REQUIRED WORK → What is needed is every line, exactly as given, from the line containing "of the building" through the end of the data below.

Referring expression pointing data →
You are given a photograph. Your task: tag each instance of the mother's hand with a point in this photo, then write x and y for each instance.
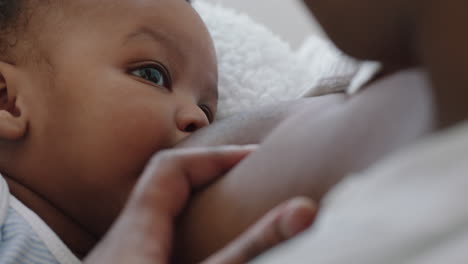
(143, 233)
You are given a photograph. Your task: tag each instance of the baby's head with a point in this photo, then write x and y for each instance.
(90, 89)
(369, 29)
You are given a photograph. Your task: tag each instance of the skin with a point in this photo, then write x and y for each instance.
(399, 34)
(321, 149)
(89, 119)
(147, 220)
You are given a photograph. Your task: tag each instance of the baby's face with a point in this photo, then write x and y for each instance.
(125, 79)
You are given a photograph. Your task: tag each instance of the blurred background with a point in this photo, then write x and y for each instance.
(287, 18)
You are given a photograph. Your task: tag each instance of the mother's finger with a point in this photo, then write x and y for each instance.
(171, 175)
(280, 224)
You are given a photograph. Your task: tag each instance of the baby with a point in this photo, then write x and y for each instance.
(89, 91)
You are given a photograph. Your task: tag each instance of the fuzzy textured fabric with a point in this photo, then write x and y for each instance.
(256, 67)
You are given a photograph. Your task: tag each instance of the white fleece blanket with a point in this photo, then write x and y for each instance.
(256, 67)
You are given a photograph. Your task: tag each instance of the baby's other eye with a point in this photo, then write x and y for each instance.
(156, 74)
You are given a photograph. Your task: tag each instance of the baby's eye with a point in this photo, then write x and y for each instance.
(156, 74)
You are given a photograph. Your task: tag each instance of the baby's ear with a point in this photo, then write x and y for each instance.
(13, 120)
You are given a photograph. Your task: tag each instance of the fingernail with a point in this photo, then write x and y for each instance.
(298, 216)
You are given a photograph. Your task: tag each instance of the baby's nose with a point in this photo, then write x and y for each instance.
(191, 119)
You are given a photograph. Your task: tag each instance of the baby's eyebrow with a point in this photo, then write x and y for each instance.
(150, 33)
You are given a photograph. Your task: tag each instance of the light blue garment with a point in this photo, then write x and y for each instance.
(20, 244)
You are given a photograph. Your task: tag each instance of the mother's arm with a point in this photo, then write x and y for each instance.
(306, 155)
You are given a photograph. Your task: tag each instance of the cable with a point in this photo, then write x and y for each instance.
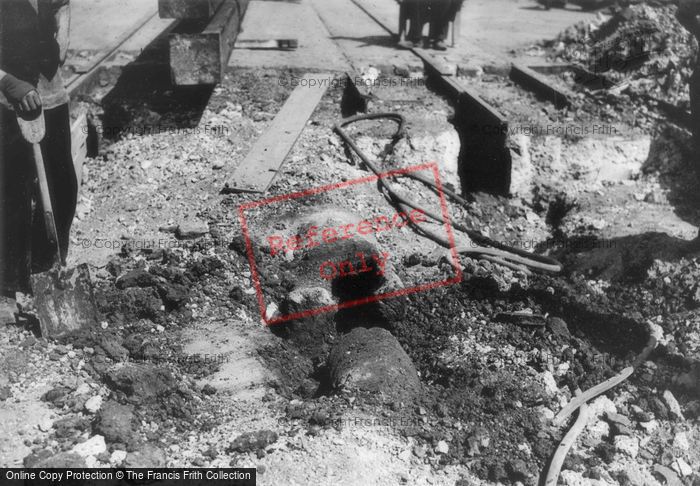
(487, 248)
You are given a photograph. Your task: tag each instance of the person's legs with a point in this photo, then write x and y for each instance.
(60, 172)
(416, 16)
(16, 176)
(442, 12)
(439, 20)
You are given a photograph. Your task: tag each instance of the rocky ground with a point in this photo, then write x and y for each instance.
(454, 385)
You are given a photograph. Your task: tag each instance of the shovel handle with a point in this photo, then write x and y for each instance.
(45, 197)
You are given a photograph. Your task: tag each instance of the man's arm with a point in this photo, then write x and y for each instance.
(63, 28)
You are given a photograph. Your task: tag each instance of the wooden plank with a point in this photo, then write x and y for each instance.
(198, 58)
(486, 159)
(283, 44)
(264, 161)
(540, 85)
(83, 79)
(188, 9)
(356, 95)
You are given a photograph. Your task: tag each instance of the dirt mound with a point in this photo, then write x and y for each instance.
(372, 360)
(642, 45)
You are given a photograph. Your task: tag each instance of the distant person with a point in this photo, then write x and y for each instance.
(33, 45)
(438, 12)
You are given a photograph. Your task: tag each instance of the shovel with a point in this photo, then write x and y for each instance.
(63, 298)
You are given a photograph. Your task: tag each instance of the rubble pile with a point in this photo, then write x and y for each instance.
(642, 49)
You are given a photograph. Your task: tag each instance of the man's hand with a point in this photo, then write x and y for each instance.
(21, 94)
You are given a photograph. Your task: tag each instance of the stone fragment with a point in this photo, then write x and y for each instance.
(626, 445)
(148, 456)
(253, 441)
(117, 457)
(92, 447)
(674, 407)
(442, 447)
(191, 229)
(93, 404)
(372, 360)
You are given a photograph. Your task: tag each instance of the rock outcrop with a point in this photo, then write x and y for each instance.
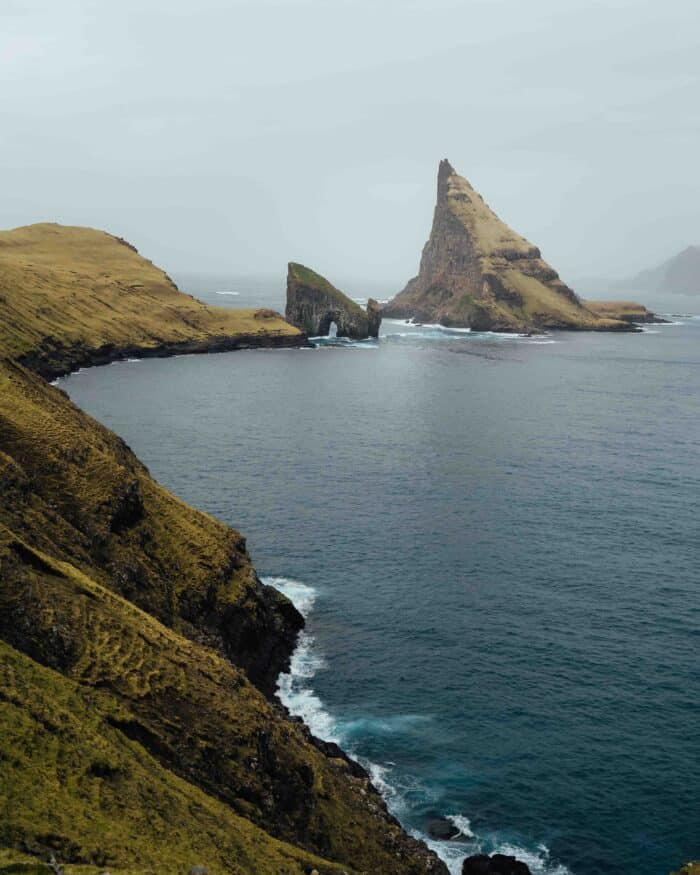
(679, 275)
(72, 297)
(496, 864)
(313, 304)
(476, 272)
(138, 648)
(625, 311)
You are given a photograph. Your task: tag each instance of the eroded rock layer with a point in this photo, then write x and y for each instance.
(138, 648)
(477, 272)
(314, 304)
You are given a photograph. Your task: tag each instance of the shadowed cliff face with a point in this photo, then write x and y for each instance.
(477, 272)
(313, 304)
(139, 650)
(71, 297)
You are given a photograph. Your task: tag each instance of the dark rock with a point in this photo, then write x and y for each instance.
(313, 304)
(477, 272)
(441, 829)
(497, 864)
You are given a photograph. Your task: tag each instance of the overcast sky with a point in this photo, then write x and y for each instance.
(234, 136)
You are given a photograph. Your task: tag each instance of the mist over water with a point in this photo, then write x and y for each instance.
(495, 542)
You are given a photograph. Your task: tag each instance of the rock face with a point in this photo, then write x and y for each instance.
(497, 864)
(139, 650)
(313, 304)
(476, 272)
(72, 297)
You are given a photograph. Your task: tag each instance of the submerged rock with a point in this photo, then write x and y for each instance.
(441, 829)
(497, 864)
(314, 305)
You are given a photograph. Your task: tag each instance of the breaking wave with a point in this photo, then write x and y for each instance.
(295, 691)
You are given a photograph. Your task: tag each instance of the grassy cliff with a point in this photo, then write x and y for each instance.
(476, 271)
(76, 296)
(138, 647)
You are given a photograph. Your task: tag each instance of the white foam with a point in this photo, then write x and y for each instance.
(463, 824)
(296, 693)
(538, 861)
(293, 688)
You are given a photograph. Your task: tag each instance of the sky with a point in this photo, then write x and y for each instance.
(232, 136)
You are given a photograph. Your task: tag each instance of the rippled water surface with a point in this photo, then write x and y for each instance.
(496, 542)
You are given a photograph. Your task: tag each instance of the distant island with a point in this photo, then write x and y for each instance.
(477, 272)
(314, 304)
(139, 650)
(679, 274)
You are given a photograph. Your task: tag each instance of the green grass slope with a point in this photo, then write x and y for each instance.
(476, 271)
(138, 648)
(70, 296)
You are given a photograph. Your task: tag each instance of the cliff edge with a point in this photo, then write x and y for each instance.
(138, 647)
(477, 272)
(72, 297)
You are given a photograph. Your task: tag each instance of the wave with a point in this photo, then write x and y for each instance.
(296, 693)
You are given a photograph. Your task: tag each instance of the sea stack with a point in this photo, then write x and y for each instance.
(313, 304)
(477, 272)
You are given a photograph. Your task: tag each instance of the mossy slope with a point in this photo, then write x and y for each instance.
(476, 271)
(73, 296)
(313, 303)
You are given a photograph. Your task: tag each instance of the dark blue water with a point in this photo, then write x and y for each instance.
(501, 536)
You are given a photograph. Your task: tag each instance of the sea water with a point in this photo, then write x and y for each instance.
(494, 540)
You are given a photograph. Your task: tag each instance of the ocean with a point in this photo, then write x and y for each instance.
(495, 541)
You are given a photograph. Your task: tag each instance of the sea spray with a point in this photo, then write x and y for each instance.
(296, 693)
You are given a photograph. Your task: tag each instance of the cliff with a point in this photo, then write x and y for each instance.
(313, 303)
(680, 274)
(476, 272)
(71, 297)
(625, 311)
(138, 647)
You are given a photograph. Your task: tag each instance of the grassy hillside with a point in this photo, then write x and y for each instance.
(138, 648)
(478, 272)
(69, 296)
(299, 273)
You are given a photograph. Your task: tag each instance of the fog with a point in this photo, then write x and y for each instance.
(232, 136)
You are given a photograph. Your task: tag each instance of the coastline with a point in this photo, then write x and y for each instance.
(61, 361)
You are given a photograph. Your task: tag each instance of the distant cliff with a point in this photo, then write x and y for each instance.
(477, 272)
(138, 647)
(313, 304)
(680, 275)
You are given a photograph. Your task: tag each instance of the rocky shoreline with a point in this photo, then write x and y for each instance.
(56, 360)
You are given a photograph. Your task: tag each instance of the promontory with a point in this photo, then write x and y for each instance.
(314, 304)
(139, 650)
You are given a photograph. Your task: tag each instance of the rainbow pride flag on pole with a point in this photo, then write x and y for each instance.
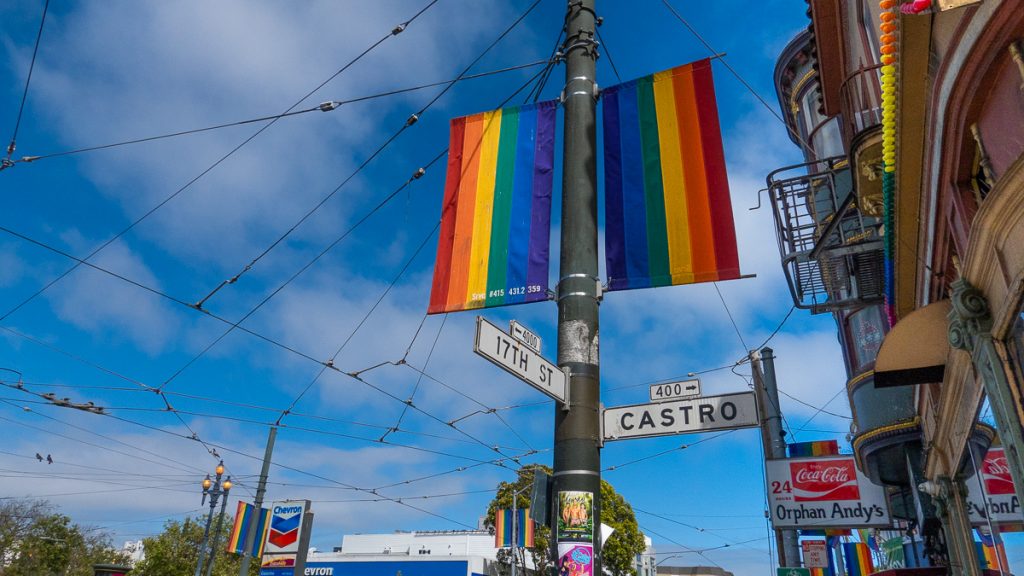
(504, 529)
(243, 516)
(668, 213)
(496, 217)
(858, 559)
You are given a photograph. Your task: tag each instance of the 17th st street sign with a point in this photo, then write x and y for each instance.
(492, 342)
(682, 416)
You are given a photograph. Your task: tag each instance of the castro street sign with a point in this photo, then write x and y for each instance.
(681, 416)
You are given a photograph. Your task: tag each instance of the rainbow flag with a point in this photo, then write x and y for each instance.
(668, 213)
(818, 448)
(504, 529)
(243, 516)
(496, 217)
(858, 559)
(993, 553)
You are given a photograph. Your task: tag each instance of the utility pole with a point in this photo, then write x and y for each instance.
(774, 441)
(577, 458)
(258, 503)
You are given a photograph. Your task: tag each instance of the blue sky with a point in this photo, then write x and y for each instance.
(116, 71)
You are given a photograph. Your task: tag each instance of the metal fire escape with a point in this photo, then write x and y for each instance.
(832, 253)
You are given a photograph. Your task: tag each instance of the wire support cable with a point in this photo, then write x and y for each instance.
(397, 30)
(739, 77)
(412, 120)
(328, 106)
(6, 162)
(268, 424)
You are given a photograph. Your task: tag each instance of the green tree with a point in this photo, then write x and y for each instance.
(619, 552)
(36, 541)
(174, 551)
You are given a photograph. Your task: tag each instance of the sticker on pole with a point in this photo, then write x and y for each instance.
(681, 416)
(823, 492)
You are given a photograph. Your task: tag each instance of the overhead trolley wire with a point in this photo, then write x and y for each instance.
(6, 163)
(413, 119)
(358, 325)
(135, 456)
(265, 423)
(397, 30)
(195, 436)
(328, 106)
(684, 546)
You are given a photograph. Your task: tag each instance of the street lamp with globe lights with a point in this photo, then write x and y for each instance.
(213, 488)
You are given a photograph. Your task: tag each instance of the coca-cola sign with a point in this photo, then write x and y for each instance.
(995, 472)
(816, 481)
(998, 502)
(823, 492)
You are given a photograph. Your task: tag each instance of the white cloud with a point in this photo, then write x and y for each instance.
(103, 304)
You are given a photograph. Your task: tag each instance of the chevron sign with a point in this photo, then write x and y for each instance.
(286, 526)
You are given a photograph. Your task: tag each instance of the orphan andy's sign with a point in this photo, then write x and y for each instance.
(823, 492)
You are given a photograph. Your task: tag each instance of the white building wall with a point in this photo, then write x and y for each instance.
(457, 543)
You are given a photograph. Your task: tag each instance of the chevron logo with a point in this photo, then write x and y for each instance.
(285, 525)
(283, 539)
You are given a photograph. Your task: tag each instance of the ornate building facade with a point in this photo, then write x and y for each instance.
(907, 224)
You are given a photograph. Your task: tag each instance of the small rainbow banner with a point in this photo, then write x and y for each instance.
(818, 448)
(668, 213)
(504, 529)
(243, 516)
(858, 559)
(496, 217)
(993, 552)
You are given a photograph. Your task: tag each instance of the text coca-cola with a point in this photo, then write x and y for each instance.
(819, 481)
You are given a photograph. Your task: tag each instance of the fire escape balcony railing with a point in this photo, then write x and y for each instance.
(832, 255)
(860, 103)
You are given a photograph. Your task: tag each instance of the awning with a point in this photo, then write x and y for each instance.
(914, 351)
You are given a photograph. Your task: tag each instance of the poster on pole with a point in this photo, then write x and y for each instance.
(576, 560)
(825, 492)
(576, 517)
(815, 553)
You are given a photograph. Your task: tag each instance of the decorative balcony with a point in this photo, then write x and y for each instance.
(860, 104)
(832, 253)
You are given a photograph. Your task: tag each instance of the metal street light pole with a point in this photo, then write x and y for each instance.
(578, 437)
(214, 489)
(220, 524)
(516, 528)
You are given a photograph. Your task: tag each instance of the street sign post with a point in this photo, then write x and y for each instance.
(524, 335)
(681, 416)
(672, 391)
(511, 355)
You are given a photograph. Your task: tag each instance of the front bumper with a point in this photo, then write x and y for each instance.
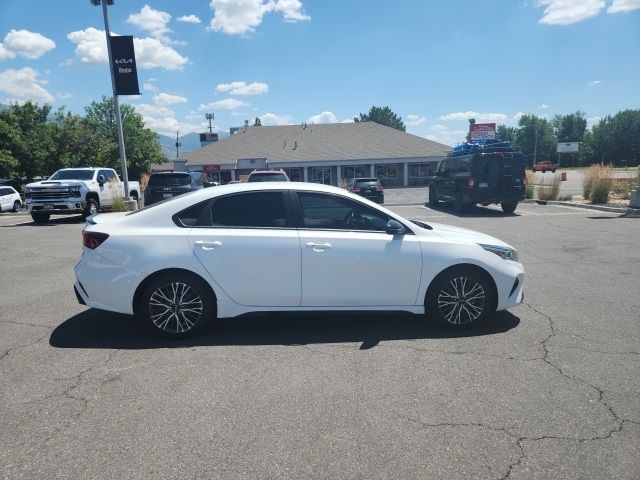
(57, 206)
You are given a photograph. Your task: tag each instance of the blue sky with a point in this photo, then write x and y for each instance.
(290, 61)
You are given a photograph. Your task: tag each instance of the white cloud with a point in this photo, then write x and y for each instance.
(91, 49)
(566, 12)
(146, 109)
(27, 44)
(268, 119)
(168, 99)
(189, 19)
(22, 85)
(324, 117)
(239, 17)
(623, 6)
(242, 88)
(154, 21)
(480, 117)
(149, 87)
(226, 104)
(415, 120)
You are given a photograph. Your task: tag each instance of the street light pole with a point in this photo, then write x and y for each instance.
(123, 155)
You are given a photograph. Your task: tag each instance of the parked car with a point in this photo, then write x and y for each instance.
(370, 188)
(163, 185)
(487, 176)
(10, 200)
(268, 176)
(545, 167)
(235, 249)
(76, 190)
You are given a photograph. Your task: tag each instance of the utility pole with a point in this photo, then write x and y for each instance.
(123, 155)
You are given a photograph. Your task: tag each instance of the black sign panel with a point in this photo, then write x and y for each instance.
(124, 65)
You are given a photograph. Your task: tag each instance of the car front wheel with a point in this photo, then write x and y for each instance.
(459, 298)
(176, 306)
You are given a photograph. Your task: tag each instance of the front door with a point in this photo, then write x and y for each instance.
(349, 260)
(250, 248)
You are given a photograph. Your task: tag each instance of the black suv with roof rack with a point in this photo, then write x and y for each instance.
(480, 174)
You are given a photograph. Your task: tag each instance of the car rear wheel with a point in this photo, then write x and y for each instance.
(459, 298)
(176, 305)
(40, 217)
(509, 207)
(433, 197)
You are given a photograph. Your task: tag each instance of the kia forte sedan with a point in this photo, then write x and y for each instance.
(277, 246)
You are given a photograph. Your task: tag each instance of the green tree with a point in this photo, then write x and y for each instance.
(141, 144)
(383, 116)
(506, 134)
(530, 126)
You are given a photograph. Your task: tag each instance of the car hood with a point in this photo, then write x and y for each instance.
(463, 235)
(56, 183)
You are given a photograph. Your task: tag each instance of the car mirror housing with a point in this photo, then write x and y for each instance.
(394, 227)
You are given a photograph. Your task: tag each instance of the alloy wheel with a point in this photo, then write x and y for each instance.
(175, 307)
(461, 301)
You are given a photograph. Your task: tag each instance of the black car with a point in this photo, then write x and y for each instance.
(489, 174)
(163, 185)
(370, 188)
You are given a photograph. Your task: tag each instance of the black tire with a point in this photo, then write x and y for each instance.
(458, 204)
(509, 207)
(458, 312)
(433, 197)
(164, 313)
(40, 217)
(91, 208)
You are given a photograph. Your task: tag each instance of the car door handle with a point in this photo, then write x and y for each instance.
(318, 247)
(205, 245)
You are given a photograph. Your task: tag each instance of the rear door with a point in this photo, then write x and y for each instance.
(250, 247)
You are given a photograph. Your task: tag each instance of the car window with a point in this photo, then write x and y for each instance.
(332, 212)
(249, 210)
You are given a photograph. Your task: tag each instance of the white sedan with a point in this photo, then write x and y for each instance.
(226, 251)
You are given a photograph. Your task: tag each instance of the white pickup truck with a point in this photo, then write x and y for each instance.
(76, 190)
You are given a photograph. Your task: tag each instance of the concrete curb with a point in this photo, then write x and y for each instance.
(602, 208)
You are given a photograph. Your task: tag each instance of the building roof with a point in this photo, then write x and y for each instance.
(323, 142)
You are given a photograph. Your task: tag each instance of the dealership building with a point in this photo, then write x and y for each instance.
(324, 153)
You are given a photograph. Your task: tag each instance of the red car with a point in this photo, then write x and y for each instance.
(545, 167)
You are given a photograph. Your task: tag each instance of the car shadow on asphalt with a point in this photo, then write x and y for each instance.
(473, 211)
(99, 329)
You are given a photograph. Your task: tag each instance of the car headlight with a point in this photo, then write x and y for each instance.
(503, 252)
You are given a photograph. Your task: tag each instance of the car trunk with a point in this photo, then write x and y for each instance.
(498, 176)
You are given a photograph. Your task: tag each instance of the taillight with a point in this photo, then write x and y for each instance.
(93, 239)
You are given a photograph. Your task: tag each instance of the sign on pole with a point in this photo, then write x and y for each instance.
(567, 147)
(482, 131)
(125, 73)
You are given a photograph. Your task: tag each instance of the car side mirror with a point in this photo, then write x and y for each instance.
(394, 227)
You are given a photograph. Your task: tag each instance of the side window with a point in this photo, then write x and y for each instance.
(249, 210)
(332, 212)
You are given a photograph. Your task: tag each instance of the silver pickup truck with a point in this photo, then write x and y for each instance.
(76, 190)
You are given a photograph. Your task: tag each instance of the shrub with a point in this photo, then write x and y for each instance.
(549, 186)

RESULT OF THIS EXERCISE →
You are given a photograph. Your task: tag each instance of the building roof with a point in this photo, then write x and y for each instance.
(323, 142)
You are given a photograph. Your task: tag each instance of the dealership building with a point in this photo, then write x and y for each instance.
(324, 153)
You are given a photograph. Your task: tag each instance of the red car with a point in this photo, then write x and y for each instance.
(545, 167)
You are given a photograph. Your task: tag each instance of the car shadow on asphalt with a point in this photo, then write x and y for each instance.
(473, 211)
(99, 329)
You are given a photograph. Your task: tag each instance of the car headlight with a point in this photo, then write x and y for each instance.
(503, 252)
You are given a photograph. Your task: tag each instance of the car trunk with a point in this photo, then write x and y for each instance.
(498, 176)
You are given a photograph. Your task: tag each instance of the taillight with a point in this photo, then write x and y for each instance.
(93, 239)
You are given a photograph. Your task: tag each instance of the sign on pole with a point in this photo, then write x and y for each instance.
(567, 147)
(482, 131)
(125, 73)
You are given a photograph. Your task: tag each instance of the car side mirror with a point in this photo, then write x and y for each instance.
(394, 227)
You are given a photograph. Your task: tag each instance of the side window with a point in this photo, then write x and y for each instance.
(249, 210)
(332, 212)
You are given a photograph. Your task: tag each instance of the silver pickup truck with a point in this photo, then write x and y for each instance.
(76, 190)
You are given a photograph. Your task: tag each instance of the shrub with a point in this photo, then write x and y for each instance.
(549, 186)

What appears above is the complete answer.